→ INSTRUCTIONS FOR THE TASK:
Collect every line in the records below that contains the string "tuples", matching case exactly.

*** PROVIDED ENTRIES

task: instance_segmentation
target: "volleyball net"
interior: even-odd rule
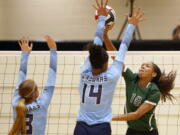
[[[115,52],[109,53],[114,55]],[[79,77],[80,67],[85,61],[87,52],[58,52],[57,81],[53,99],[49,106],[47,135],[72,135],[79,110]],[[19,73],[21,52],[0,53],[0,135],[6,135],[12,127],[11,99]],[[143,62],[153,61],[162,70],[180,69],[178,52],[128,52],[125,65],[134,72]],[[112,63],[110,59],[109,64]],[[34,79],[41,91],[47,81],[49,52],[32,52],[29,57],[27,78]],[[180,73],[177,72],[173,103],[159,102],[156,118],[160,135],[180,134]],[[119,79],[113,98],[113,115],[123,114],[125,104],[125,83]],[[126,122],[111,122],[112,135],[124,135]]]

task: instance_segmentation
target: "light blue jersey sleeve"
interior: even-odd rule
[[[40,105],[44,107],[48,107],[50,104],[56,83],[56,71],[57,71],[57,52],[56,49],[51,49],[48,80],[39,98]]]
[[[96,34],[95,34],[94,41],[93,41],[93,43],[95,45],[100,45],[100,46],[103,45],[103,33],[104,33],[105,21],[106,21],[105,16],[99,16],[98,24],[97,24],[97,28],[96,28]],[[91,69],[89,56],[81,68],[81,73],[88,69]]]
[[[128,24],[127,26],[127,29],[126,29],[124,38],[120,44],[120,48],[117,53],[117,56],[108,70],[108,73],[110,74],[112,80],[118,80],[119,76],[122,73],[125,55],[129,48],[130,42],[132,40],[132,36],[133,36],[135,28],[136,26],[132,24]]]
[[[29,52],[21,53],[21,61],[20,61],[20,68],[18,75],[19,77],[16,83],[16,90],[12,98],[12,106],[16,106],[17,102],[21,98],[19,95],[19,85],[26,79],[28,57],[29,57]]]

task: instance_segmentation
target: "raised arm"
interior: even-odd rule
[[[18,81],[16,83],[16,90],[14,92],[13,99],[12,99],[13,106],[15,106],[18,100],[20,99],[19,85],[26,79],[28,57],[29,57],[30,52],[32,51],[32,44],[29,46],[29,40],[27,38],[23,37],[19,41],[19,46],[21,48],[22,53],[21,53]]]
[[[116,55],[116,58],[108,70],[109,74],[112,76],[113,80],[117,80],[122,73],[126,52],[130,45],[135,27],[139,24],[139,22],[141,22],[143,20],[142,16],[143,16],[143,13],[140,11],[140,9],[136,9],[133,12],[133,16],[128,17],[129,24],[127,26],[124,38],[121,42],[121,45],[120,45],[119,51]],[[114,47],[112,47],[112,44],[108,44],[108,45],[111,46],[110,47],[111,49],[114,48]]]
[[[108,0],[106,0],[105,3],[103,3],[103,0],[101,0],[101,4],[98,2],[98,0],[96,0],[96,5],[93,5],[93,7],[97,10],[99,16],[96,33],[93,41],[95,45],[101,45],[101,46],[103,45],[103,33],[104,33],[105,21],[106,21],[106,16],[109,12],[106,10],[107,3]],[[81,72],[90,68],[91,68],[91,64],[88,57],[84,65],[82,66]]]
[[[111,42],[108,36],[108,32],[113,28],[113,26],[114,24],[110,26],[107,25],[104,29],[104,43],[108,51],[117,51],[117,49],[114,47],[113,43]]]
[[[120,49],[115,60],[124,62],[125,54],[129,48],[130,42],[132,40],[132,36],[135,30],[135,27],[143,20],[142,16],[143,12],[140,11],[140,8],[135,9],[132,17],[128,17],[128,26],[124,35],[124,38],[121,42]]]
[[[55,87],[56,82],[56,71],[57,71],[57,45],[55,41],[50,37],[45,37],[48,47],[50,49],[50,64],[49,64],[49,71],[48,71],[48,79],[44,88],[44,91],[40,97],[41,103],[45,106],[48,106]]]

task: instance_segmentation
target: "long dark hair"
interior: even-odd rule
[[[152,82],[154,82],[160,89],[162,101],[166,102],[167,99],[172,101],[174,96],[170,92],[174,88],[176,72],[170,71],[168,74],[166,74],[165,71],[161,72],[160,68],[156,64],[152,64],[154,71],[157,73]]]
[[[19,95],[21,99],[16,105],[16,120],[13,123],[8,135],[19,133],[26,135],[26,103],[32,100],[32,94],[37,90],[37,85],[33,80],[25,80],[19,85]]]
[[[108,61],[109,56],[106,50],[99,45],[89,44],[89,59],[92,68],[103,68],[104,64]]]

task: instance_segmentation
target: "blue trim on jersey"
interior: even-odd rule
[[[19,68],[19,76],[18,81],[16,83],[16,90],[14,92],[13,98],[12,98],[12,106],[15,107],[19,99],[21,98],[19,95],[19,85],[26,79],[26,73],[27,73],[27,63],[29,58],[29,52],[22,52],[21,53],[21,64]]]
[[[97,29],[98,28],[99,27],[97,27]],[[87,59],[85,64],[88,64],[88,66],[84,65],[85,67],[81,70],[79,86],[81,104],[77,121],[83,121],[88,125],[111,121],[113,94],[116,83],[122,73],[124,57],[132,39],[134,29],[135,26],[131,24],[128,25],[116,59],[105,72],[93,76],[90,67],[88,67],[90,66],[89,58]],[[101,27],[101,30],[104,31],[104,28],[102,29]],[[98,35],[100,38],[103,37],[103,32],[101,32],[101,34],[102,35]],[[95,38],[95,40],[100,38]],[[93,93],[94,96],[92,96],[91,93]]]
[[[28,54],[29,53],[22,52],[21,55],[19,79],[16,85],[16,90],[12,103],[14,107],[13,108],[14,119],[16,119],[15,106],[19,101],[19,99],[21,98],[18,91],[19,84],[22,81],[24,81],[26,78]],[[56,82],[56,71],[57,71],[57,52],[56,49],[51,49],[48,79],[45,88],[41,96],[37,100],[35,100],[31,104],[26,105],[28,111],[26,116],[27,132],[32,132],[31,133],[32,135],[45,135],[47,111],[54,92],[54,87]],[[31,119],[29,116],[31,116]],[[31,131],[29,131],[29,129],[31,129]]]

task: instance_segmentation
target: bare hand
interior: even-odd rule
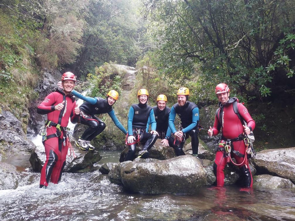
[[[59,81],[57,83],[57,86],[58,88],[60,89],[63,89],[63,84],[61,81]]]
[[[63,107],[65,106],[65,102],[64,100],[63,100],[61,103],[58,104],[57,105],[55,105],[55,107],[54,107],[54,110],[55,111],[61,111],[63,108]]]
[[[209,137],[212,137],[213,135],[213,129],[210,126],[210,128],[208,130],[208,136]]]
[[[250,132],[251,131],[250,130],[250,128],[244,125],[243,125],[243,127],[244,128],[244,132],[245,132],[245,133],[247,135],[250,134]]]
[[[162,143],[162,145],[163,146],[169,146],[169,143],[168,142],[168,140],[167,139],[163,139],[161,141],[161,143]]]
[[[74,109],[74,111],[75,111],[75,113],[76,115],[80,115],[80,109],[78,107],[78,104],[77,103],[76,103],[76,107]]]
[[[150,133],[152,134],[155,134],[158,136],[159,136],[159,134],[158,133],[158,132],[155,131],[150,131]]]
[[[135,137],[133,136],[129,136],[127,138],[127,143],[128,144],[131,144],[133,143],[134,141],[135,140]]]

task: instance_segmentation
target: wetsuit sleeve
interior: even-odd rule
[[[150,117],[149,118],[150,120],[150,123],[152,125],[151,130],[152,131],[155,131],[157,128],[157,122],[156,119],[155,118],[155,114],[154,113],[154,110],[152,110],[150,112]]]
[[[71,113],[71,115],[70,116],[71,122],[73,123],[76,123],[79,121],[79,115],[77,115],[75,113],[75,108],[76,107],[76,101],[75,101],[74,102],[74,106],[72,110],[72,113]]]
[[[188,126],[185,128],[183,128],[181,131],[183,133],[187,133],[196,127],[199,123],[199,108],[195,108],[192,111],[193,114],[192,122]]]
[[[128,113],[128,134],[129,136],[133,135],[132,131],[132,122],[133,117],[134,116],[134,109],[132,106],[130,107],[129,113]]]
[[[252,119],[252,117],[249,113],[248,110],[246,107],[240,103],[237,104],[239,105],[238,107],[238,110],[241,116],[244,119],[246,123],[247,123],[247,126],[250,130],[253,131],[255,128],[255,122]]]
[[[117,117],[115,114],[115,111],[114,111],[114,110],[112,110],[108,113],[108,114],[109,115],[111,118],[112,118],[112,119],[113,120],[113,121],[115,123],[115,125],[117,127],[121,130],[121,131],[124,133],[124,134],[125,135],[127,134],[127,131],[125,128],[124,128],[123,126],[122,125],[122,124],[119,121],[119,120],[118,120],[118,118],[117,118]]]
[[[175,112],[175,110],[174,109],[174,107],[172,107],[171,108],[171,111],[169,115],[169,127],[172,131],[172,133],[173,134],[176,132],[177,131],[175,128],[175,126],[174,125],[174,121],[175,119],[175,116],[176,116],[176,112]]]
[[[219,111],[220,111],[219,109]],[[214,125],[212,128],[213,130],[213,136],[216,136],[219,133],[220,129],[221,128],[221,125],[218,120],[218,117],[215,116],[215,121],[214,121]]]
[[[44,100],[37,108],[37,113],[40,114],[46,114],[55,110],[54,95],[51,93],[47,95]]]
[[[84,96],[75,90],[72,91],[72,94],[75,97],[80,99],[81,99],[85,101],[87,101],[91,104],[95,104],[97,101],[97,98],[91,98],[89,97]]]
[[[147,128],[145,130],[147,133],[148,132],[148,129],[150,128],[150,117],[148,117],[148,123],[147,123]]]

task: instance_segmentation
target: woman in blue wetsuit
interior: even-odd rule
[[[60,81],[58,83],[60,87],[61,83]],[[114,90],[110,90],[105,99],[84,96],[74,90],[72,91],[72,94],[85,101],[80,107],[79,122],[89,127],[85,130],[76,143],[81,150],[87,151],[95,149],[95,148],[90,144],[90,141],[106,128],[105,124],[95,116],[96,114],[107,113],[117,127],[124,134],[127,134],[127,131],[118,119],[113,109],[113,105],[119,97],[117,92]]]
[[[137,157],[141,157],[148,152],[157,140],[158,135],[156,131],[156,124],[152,107],[147,105],[149,93],[145,89],[141,89],[137,93],[139,102],[138,104],[133,104],[130,107],[128,114],[128,136],[126,137],[126,144],[129,146],[129,150],[125,161],[133,160],[135,158],[137,143],[143,144],[142,149],[138,153]],[[147,123],[149,117],[150,119],[152,130],[150,133],[146,132]]]

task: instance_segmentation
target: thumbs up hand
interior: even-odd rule
[[[78,107],[78,104],[76,103],[76,107],[74,109],[75,113],[77,115],[80,115],[80,108]]]
[[[209,137],[212,137],[213,135],[213,129],[210,126],[210,128],[208,130],[208,136]]]
[[[64,100],[63,100],[61,103],[60,103],[57,105],[55,105],[54,107],[54,110],[55,111],[61,111],[62,110],[63,107],[65,106],[65,101]]]
[[[244,128],[244,132],[247,135],[250,134],[250,132],[251,131],[250,130],[250,128],[244,125],[243,125],[243,127]]]

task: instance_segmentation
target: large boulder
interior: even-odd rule
[[[99,161],[101,156],[96,151],[84,152],[75,145],[72,145],[76,157],[74,158],[73,153],[70,156],[67,156],[65,166],[63,171],[65,172],[74,172],[84,169],[87,167],[91,167],[93,164]],[[71,153],[69,148],[68,155]],[[32,151],[30,157],[30,162],[33,170],[36,172],[40,172],[46,159],[46,155],[44,147],[38,146]]]
[[[295,147],[264,150],[252,161],[258,174],[289,179],[295,184]]]
[[[12,155],[27,154],[35,147],[27,139],[20,121],[10,112],[3,111],[0,114],[0,160]]]
[[[161,140],[157,139],[156,142],[149,151],[149,154],[144,155],[143,158],[152,158],[158,160],[166,160],[176,156],[174,149],[170,146],[163,146],[160,142]],[[132,160],[135,159],[140,151],[142,149],[142,144],[137,145],[135,155]],[[129,150],[129,146],[127,146],[121,153],[119,161],[123,162]]]
[[[206,184],[206,175],[199,159],[186,155],[126,164],[121,170],[121,179],[124,188],[132,192],[191,194]]]
[[[290,180],[268,174],[254,176],[253,183],[254,187],[262,187],[272,189],[294,188],[294,185]]]

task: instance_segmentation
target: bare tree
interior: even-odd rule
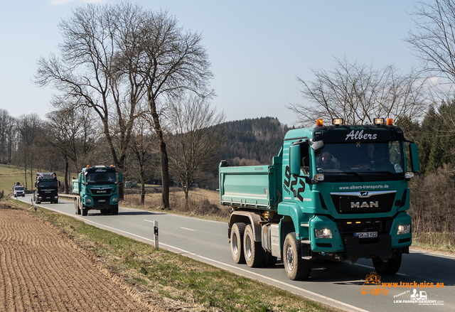
[[[75,107],[90,107],[98,116],[114,164],[120,171],[125,166],[143,94],[134,60],[129,61],[137,53],[128,50],[137,45],[130,36],[141,26],[141,11],[129,4],[76,8],[72,16],[58,24],[64,41],[59,45],[61,58],[54,55],[47,60],[41,58],[35,76],[38,85],[51,85],[60,98],[71,99]],[[122,183],[119,196],[123,198]]]
[[[156,139],[152,131],[151,119],[143,116],[136,120],[129,146],[136,156],[137,166],[135,168],[141,182],[141,204],[145,203],[145,183],[146,172],[156,166],[150,163],[154,156],[159,153]],[[146,165],[147,168],[146,168]],[[134,163],[132,163],[134,166]]]
[[[0,161],[3,163],[11,162],[15,124],[8,111],[0,109]]]
[[[191,91],[206,97],[213,74],[202,36],[178,27],[167,12],[148,11],[140,48],[140,72],[146,84],[146,99],[160,149],[163,183],[163,205],[169,208],[168,157],[162,127],[166,111],[161,104],[181,92]]]
[[[96,121],[86,114],[87,109],[76,109],[71,104],[60,103],[61,108],[46,114],[46,131],[41,144],[57,151],[65,162],[65,193],[69,193],[70,161],[76,168],[86,164],[89,154],[98,141]]]
[[[392,65],[376,69],[372,65],[350,64],[346,58],[336,60],[330,72],[312,70],[313,81],[297,78],[309,102],[287,108],[299,122],[308,125],[318,118],[343,118],[356,124],[373,122],[375,117],[419,117],[425,112],[427,88],[418,72],[402,75]]]
[[[171,171],[180,180],[188,205],[191,185],[211,178],[210,171],[218,163],[225,117],[206,99],[190,95],[172,101],[168,117]]]

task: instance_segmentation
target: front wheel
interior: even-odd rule
[[[253,228],[247,225],[243,235],[243,253],[247,265],[250,267],[261,267],[264,264],[265,251],[260,242],[255,242]]]
[[[309,277],[311,260],[301,259],[301,248],[294,232],[288,234],[284,240],[283,262],[286,274],[290,279],[300,281]]]
[[[389,259],[387,262],[383,262],[380,258],[373,258],[373,265],[378,274],[392,275],[397,273],[401,267],[401,252],[397,252],[393,258]]]

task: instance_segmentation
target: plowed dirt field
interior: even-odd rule
[[[168,311],[118,279],[46,222],[0,209],[0,311]]]

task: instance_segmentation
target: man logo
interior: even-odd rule
[[[360,202],[354,203],[350,202],[350,208],[379,208],[379,203],[378,201],[375,202],[363,202],[361,204]]]

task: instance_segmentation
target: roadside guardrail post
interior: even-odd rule
[[[158,221],[154,220],[154,246],[158,249]]]

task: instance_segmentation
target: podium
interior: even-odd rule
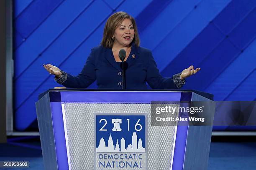
[[[207,169],[212,95],[67,89],[49,89],[39,98],[36,105],[45,169]],[[207,102],[208,124],[154,125],[153,101],[181,101]]]

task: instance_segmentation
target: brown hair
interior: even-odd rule
[[[115,29],[121,25],[123,21],[126,18],[131,20],[134,30],[134,37],[131,43],[134,43],[137,47],[139,46],[140,45],[140,39],[138,37],[138,29],[135,22],[135,20],[133,17],[122,11],[115,13],[110,16],[107,20],[107,22],[104,28],[103,38],[100,42],[100,44],[102,46],[107,48],[111,48],[113,47],[114,41],[111,39],[111,38],[114,35]]]

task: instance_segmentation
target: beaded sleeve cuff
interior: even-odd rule
[[[181,72],[173,75],[173,82],[178,89],[180,88],[186,83],[185,80],[182,80],[180,79],[180,75]]]
[[[57,82],[58,83],[62,85],[65,82],[66,80],[67,80],[67,73],[61,70],[60,70],[60,71],[61,72],[60,77],[58,78],[57,77],[55,76],[54,78],[54,80],[56,81],[56,82]]]

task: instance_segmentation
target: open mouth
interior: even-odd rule
[[[128,36],[126,36],[124,37],[125,40],[131,40],[131,37],[129,37]]]

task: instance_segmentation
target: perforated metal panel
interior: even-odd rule
[[[95,113],[145,113],[148,115],[148,169],[170,169],[176,122],[174,126],[151,126],[150,103],[63,103],[62,108],[70,169],[94,168]]]

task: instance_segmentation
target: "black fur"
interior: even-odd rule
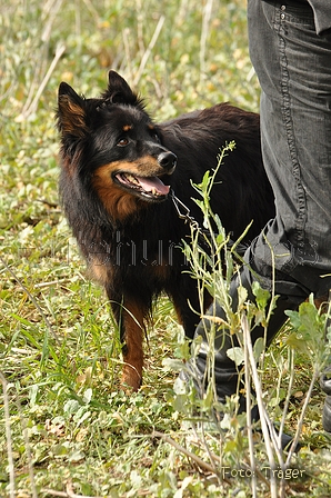
[[[61,83],[57,119],[64,212],[120,323],[123,382],[138,389],[153,299],[168,292],[190,338],[199,321],[191,310],[199,311],[195,283],[179,248],[190,228],[179,219],[167,186],[201,223],[191,182],[215,168],[222,147],[234,140],[210,203],[234,240],[253,220],[245,242],[251,240],[274,215],[259,116],[220,103],[153,123],[143,101],[110,71],[108,89],[98,99],[81,98]]]

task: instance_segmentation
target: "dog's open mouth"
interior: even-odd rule
[[[164,200],[170,190],[170,187],[158,177],[138,177],[132,173],[120,172],[114,176],[114,180],[122,187],[150,200]]]

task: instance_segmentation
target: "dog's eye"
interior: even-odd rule
[[[118,147],[127,147],[129,145],[129,139],[127,138],[121,138],[118,142],[117,146]]]

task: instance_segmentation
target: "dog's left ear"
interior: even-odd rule
[[[83,138],[88,131],[86,100],[62,82],[59,87],[57,124],[62,136]]]
[[[116,71],[108,73],[108,89],[102,93],[102,98],[110,103],[124,103],[138,106],[141,103],[127,81]]]

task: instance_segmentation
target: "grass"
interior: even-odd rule
[[[311,330],[284,330],[262,376],[278,421],[288,396],[292,434],[311,386],[303,448],[291,459],[304,478],[278,476],[272,485],[260,471],[254,484],[239,475],[251,454],[237,416],[227,434],[205,430],[197,417],[188,428],[197,401],[175,387],[188,346],[165,298],[149,333],[142,389],[131,397],[119,390],[117,328],[58,206],[60,81],[98,94],[116,69],[158,120],[227,100],[257,110],[244,2],[0,0],[0,496],[329,496],[330,438],[321,428],[323,397],[311,385],[320,351]],[[320,338],[318,312],[303,309],[300,320],[308,315]],[[298,333],[305,335],[300,350]],[[198,407],[203,418],[213,402]],[[263,442],[254,458],[268,467]]]

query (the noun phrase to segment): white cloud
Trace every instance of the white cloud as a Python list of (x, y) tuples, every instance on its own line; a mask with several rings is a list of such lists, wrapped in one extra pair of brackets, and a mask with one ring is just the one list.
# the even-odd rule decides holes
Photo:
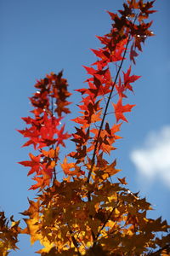
[(130, 158), (146, 183), (159, 179), (170, 189), (170, 126), (152, 131), (140, 148), (133, 149)]

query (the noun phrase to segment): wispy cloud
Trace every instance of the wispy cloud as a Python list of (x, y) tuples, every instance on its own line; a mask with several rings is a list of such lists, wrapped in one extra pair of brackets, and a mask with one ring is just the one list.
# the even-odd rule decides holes
[(170, 189), (170, 126), (149, 133), (144, 145), (133, 149), (130, 158), (146, 183), (159, 179)]

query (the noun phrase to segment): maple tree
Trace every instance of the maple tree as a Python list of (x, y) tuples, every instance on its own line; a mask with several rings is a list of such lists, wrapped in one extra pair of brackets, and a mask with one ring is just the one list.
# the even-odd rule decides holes
[[(135, 106), (123, 101), (140, 78), (132, 75), (132, 66), (142, 44), (153, 36), (152, 21), (145, 20), (155, 12), (154, 2), (128, 0), (119, 14), (108, 12), (111, 30), (98, 37), (103, 47), (92, 49), (96, 62), (84, 67), (88, 86), (76, 90), (82, 102), (80, 116), (71, 121), (77, 125), (72, 134), (61, 125), (71, 104), (63, 73), (51, 73), (37, 81), (37, 91), (30, 98), (31, 116), (22, 118), (27, 127), (19, 131), (28, 138), (23, 146), (32, 145), (35, 150), (29, 160), (20, 164), (30, 168), (28, 176), (36, 182), (30, 189), (38, 189), (38, 195), (29, 200), (29, 208), (22, 212), (25, 229), (13, 217), (9, 226), (0, 212), (0, 255), (17, 248), (18, 234), (28, 234), (31, 244), (39, 241), (43, 247), (37, 253), (42, 256), (168, 255), (167, 221), (147, 218), (150, 204), (127, 188), (125, 177), (111, 179), (121, 171), (110, 156), (121, 138), (117, 132), (128, 122), (126, 113)], [(123, 72), (128, 58), (130, 66)], [(68, 140), (75, 149), (61, 161), (60, 152)]]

******

→ SOLVED EXERCISE:
Trace every instance of the white cloud as a Python list of (x, y) tuples, every instance on its own line; a mask with several rings is a list of such lists, wrapped in one extra pair of brackets, and a mask with one ring is just the one list.
Trace every instance of the wispy cloud as a Python list of (x, y) tuples, every instance on its own line; a mask with several rings is a list of such lists, wrapped in one extra pair of brackets, and a mask with one ring is just the one list.
Trace every instance of the maple tree as a Python list of (x, y) tuples, every instance on its own line; a mask with several rings is a list of such lists, wrapped in one extra pair of brackets, and a mask with one ring is just the one list.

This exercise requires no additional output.